**Challenge a:**
From the ECAC Holiday Hockey Festival article, pull out the passage from "The ECAC Holiday" to "the 1976–77 season." word for word.

ECAC Holiday Hockey Festival
- Sport: College ice hockey
- Founded: 1961
- Folded: 1977
- No. of teams: 4–6
- Venue: Madison Square Garden III Madison Square Garden IV
- Last champion: Boston University
- Most titles: Clarkson, Cornell (4)

= ECAC Holiday Hockey Festival =

The ECAC Holiday Hockey Festival was an annual NCAA men's Division I ice hockey tournament held annually at Madison Square Garden in New York City around the Christmas and New Year holiday. The tournament began in the year the ECAC was founded and continued for fifteen years before dissolving after the 1976–77 season.

**Data supplied:**
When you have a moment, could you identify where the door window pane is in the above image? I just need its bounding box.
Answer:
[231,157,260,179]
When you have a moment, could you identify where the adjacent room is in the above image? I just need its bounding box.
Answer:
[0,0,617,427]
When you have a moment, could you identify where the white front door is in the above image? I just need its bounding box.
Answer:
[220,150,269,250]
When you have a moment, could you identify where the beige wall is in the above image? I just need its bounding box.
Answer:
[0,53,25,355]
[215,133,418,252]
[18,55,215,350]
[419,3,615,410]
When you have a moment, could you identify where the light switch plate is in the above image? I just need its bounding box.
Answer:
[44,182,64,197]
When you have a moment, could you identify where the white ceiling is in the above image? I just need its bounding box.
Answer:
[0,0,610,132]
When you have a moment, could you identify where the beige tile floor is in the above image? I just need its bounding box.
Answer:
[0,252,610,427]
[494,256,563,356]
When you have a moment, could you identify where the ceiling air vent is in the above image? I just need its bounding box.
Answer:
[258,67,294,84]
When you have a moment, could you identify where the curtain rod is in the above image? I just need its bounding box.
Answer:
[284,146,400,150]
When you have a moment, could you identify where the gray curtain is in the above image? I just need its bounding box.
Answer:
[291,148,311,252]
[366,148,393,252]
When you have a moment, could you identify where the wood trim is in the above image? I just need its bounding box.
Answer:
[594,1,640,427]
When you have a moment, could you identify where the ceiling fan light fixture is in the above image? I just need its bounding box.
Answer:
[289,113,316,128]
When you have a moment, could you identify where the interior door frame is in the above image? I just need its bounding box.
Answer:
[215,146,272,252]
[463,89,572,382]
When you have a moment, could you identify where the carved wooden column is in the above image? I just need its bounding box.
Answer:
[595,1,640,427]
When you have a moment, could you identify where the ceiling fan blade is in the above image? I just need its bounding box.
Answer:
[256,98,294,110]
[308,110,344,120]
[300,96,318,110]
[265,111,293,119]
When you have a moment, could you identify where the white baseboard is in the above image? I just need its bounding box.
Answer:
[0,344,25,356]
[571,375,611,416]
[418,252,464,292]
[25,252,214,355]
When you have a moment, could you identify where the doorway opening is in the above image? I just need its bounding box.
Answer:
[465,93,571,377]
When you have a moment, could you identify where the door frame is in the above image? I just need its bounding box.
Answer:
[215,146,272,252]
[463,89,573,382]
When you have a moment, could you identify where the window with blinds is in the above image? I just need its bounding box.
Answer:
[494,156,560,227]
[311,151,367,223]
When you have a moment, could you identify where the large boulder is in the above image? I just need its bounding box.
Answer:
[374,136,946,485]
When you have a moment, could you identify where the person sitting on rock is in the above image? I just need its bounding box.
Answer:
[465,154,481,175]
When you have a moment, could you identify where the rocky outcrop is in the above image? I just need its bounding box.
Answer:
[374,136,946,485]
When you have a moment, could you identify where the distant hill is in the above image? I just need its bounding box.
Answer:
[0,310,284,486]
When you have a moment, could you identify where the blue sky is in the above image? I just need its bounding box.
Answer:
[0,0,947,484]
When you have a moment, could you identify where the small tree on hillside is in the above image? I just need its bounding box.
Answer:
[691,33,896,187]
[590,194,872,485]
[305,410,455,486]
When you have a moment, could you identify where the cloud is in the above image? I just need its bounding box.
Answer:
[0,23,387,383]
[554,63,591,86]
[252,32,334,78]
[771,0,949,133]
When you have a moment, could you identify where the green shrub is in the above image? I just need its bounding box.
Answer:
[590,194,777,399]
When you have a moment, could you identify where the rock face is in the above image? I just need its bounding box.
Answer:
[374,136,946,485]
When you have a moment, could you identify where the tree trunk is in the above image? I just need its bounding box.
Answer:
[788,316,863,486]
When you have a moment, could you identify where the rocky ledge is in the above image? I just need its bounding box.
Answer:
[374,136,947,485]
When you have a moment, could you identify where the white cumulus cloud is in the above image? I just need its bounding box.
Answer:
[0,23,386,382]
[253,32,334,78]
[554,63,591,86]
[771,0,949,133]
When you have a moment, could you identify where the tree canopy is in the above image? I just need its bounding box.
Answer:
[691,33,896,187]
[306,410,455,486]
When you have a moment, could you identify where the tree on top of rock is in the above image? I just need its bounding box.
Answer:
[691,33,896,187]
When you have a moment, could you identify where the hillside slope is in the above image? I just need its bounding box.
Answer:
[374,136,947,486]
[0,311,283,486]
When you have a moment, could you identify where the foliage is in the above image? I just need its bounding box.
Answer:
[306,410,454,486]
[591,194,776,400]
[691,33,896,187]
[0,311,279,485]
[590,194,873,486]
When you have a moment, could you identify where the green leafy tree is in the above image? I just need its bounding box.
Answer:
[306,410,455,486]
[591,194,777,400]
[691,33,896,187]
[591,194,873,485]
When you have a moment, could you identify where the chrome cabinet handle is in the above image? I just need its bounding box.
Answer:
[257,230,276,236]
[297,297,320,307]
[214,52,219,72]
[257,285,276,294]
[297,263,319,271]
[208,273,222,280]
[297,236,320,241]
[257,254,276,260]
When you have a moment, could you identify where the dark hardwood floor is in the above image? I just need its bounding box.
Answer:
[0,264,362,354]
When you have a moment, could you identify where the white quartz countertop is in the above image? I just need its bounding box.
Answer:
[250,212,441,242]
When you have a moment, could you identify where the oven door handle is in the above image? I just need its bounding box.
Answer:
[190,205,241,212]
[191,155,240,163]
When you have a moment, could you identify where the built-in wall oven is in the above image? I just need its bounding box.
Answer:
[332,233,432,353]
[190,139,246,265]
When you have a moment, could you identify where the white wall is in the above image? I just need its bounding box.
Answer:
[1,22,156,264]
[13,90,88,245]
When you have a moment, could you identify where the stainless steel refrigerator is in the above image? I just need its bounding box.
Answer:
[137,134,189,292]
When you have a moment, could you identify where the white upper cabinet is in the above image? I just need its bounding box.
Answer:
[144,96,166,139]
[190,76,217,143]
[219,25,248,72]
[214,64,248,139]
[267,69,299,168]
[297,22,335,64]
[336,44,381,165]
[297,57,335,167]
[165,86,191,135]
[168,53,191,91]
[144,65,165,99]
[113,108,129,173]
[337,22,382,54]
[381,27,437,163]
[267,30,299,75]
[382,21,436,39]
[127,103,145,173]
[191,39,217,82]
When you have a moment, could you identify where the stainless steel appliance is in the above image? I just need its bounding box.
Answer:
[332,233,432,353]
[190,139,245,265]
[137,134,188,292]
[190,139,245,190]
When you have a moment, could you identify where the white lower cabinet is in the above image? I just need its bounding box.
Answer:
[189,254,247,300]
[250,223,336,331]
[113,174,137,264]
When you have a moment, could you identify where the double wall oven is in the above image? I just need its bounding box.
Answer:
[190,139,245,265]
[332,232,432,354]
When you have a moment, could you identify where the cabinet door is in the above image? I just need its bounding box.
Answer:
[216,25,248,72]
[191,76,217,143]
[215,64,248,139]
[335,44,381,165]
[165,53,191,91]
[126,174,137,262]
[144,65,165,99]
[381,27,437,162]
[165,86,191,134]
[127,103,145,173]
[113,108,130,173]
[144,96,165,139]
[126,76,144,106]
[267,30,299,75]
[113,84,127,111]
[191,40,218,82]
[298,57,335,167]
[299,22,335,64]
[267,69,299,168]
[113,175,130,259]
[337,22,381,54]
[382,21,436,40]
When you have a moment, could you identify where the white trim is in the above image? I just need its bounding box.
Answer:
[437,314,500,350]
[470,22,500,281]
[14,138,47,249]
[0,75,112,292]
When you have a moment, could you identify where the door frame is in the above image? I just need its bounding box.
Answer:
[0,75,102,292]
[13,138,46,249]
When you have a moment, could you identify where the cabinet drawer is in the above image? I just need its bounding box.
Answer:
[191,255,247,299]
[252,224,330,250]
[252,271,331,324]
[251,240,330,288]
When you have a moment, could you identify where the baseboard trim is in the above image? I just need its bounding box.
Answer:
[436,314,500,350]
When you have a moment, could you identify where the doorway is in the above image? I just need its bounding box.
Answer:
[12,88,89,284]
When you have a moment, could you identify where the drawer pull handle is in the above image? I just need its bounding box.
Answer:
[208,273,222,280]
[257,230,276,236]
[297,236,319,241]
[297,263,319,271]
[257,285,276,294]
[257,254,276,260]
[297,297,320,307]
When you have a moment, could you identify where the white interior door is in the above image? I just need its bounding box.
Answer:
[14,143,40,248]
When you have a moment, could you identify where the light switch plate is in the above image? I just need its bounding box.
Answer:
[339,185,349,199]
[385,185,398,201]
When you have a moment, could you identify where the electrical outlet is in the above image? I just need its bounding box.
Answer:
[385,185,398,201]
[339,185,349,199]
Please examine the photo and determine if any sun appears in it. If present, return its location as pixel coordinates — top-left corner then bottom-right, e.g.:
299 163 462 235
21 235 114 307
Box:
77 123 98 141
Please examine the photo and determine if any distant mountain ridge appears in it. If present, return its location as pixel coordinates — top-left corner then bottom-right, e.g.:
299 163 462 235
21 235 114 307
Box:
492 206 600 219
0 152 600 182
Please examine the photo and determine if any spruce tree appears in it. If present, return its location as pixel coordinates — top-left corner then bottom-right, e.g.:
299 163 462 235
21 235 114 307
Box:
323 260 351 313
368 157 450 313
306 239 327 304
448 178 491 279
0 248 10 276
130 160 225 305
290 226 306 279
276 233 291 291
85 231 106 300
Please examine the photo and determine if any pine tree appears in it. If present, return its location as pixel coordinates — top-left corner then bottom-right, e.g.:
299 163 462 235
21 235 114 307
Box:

**Challenge b:**
In the rows, rewrite the lines from the line with "When you have a moment, could you identify where the double" to the line with "[332,232,432,354]", putting "built-in oven" in place of "double wall oven" and leaving everything else unchanged. Return only those lines.

**Expected answer a:**
The ECAC Holiday Hockey Festival was an annual NCAA men's Division I ice hockey tournament held annually at Madison Square Garden in New York City around the Christmas and New Year holiday. The tournament began in the year the ECAC was founded and continued for fifteen years before dissolving after the 1976–77 season.

**Expected answer b:**
When you have a moment, could you identify where the built-in oven is in the above image? I just need its bounding box.
Answer:
[190,139,245,265]
[332,232,432,354]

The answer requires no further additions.